WORK REQUIRED:
Could every line of the data be printed exactly as it reads?
SUPPLIED DATA below:
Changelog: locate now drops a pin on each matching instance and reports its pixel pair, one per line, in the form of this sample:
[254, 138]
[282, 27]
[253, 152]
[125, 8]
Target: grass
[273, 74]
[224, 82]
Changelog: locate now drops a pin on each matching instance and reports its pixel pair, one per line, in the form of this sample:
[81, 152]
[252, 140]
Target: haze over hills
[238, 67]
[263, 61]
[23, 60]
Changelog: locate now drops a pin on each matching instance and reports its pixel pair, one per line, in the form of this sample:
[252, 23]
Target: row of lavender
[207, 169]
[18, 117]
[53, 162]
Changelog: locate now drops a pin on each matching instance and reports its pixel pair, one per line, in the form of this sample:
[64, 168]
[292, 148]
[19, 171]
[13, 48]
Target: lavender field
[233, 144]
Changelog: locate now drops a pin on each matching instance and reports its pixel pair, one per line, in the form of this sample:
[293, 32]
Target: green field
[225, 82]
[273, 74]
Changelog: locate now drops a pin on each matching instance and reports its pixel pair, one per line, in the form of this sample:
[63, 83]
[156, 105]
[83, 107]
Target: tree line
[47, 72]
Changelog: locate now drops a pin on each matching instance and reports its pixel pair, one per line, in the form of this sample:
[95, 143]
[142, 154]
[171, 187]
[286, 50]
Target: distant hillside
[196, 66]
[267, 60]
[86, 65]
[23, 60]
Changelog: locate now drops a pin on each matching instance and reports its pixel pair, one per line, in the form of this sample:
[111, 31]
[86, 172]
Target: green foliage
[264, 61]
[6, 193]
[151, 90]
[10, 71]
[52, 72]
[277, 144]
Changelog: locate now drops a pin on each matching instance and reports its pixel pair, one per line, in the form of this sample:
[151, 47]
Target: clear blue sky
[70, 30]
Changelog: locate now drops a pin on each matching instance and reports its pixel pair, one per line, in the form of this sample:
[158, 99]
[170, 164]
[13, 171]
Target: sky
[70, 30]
End of SUPPLIED DATA.
EXPECTED ANSWER:
Changelog: locate now drops a pin on each matching instance and reports its pixel pair, one per line, in the form of this sample:
[254, 138]
[282, 27]
[253, 152]
[125, 8]
Target: grass
[273, 74]
[224, 82]
Changelog: locate now drops a pin on each matching instance and reports its pixel pair, one per line, in the form of this sample:
[81, 152]
[252, 140]
Target: haze over hills
[238, 67]
[263, 61]
[23, 60]
Changelog: locate now drops a pin on each matching instance and reports its pixel pair, one per line, in the form of this sample:
[252, 23]
Target: row of lavender
[207, 169]
[18, 117]
[53, 162]
Changelog: locate now drops a pin on each matching instance and reports its pixel pair, one per line, in the form of this sample:
[64, 168]
[292, 148]
[19, 171]
[13, 48]
Target: lavender field
[233, 144]
Changelog: locate now drops a pin on each matching instance and reports its pixel pair, one per line, in the form of this sample:
[293, 32]
Target: green field
[225, 82]
[273, 74]
Changelog: locate now drops a pin on each matching instance and reports its pixel pair, one per line, in the form of this sample:
[63, 83]
[156, 105]
[83, 107]
Target: tree line
[47, 72]
Changelog: locate now drops a pin on each matching instance and reports its pixel pair, one per line, in the form of this sample:
[95, 143]
[142, 154]
[171, 187]
[286, 50]
Target: distant hillside
[196, 66]
[267, 60]
[86, 65]
[23, 60]
Changelog: locate now drops a pin on each matching instance and reports its pixel pair, one per line, in the form of this sample:
[111, 31]
[86, 172]
Target: green foliage
[264, 61]
[6, 193]
[151, 90]
[10, 71]
[52, 72]
[277, 144]
Changelog: locate now drops a pin on each matching instance and reports its pixel pair, one per line, in the form of this sample:
[151, 47]
Target: clear blue sky
[70, 30]
Changelog: locate now drops a pin on each matching instance and reports its pixel pair, one per line, in the form of this sample:
[158, 99]
[170, 164]
[13, 171]
Target: sky
[70, 30]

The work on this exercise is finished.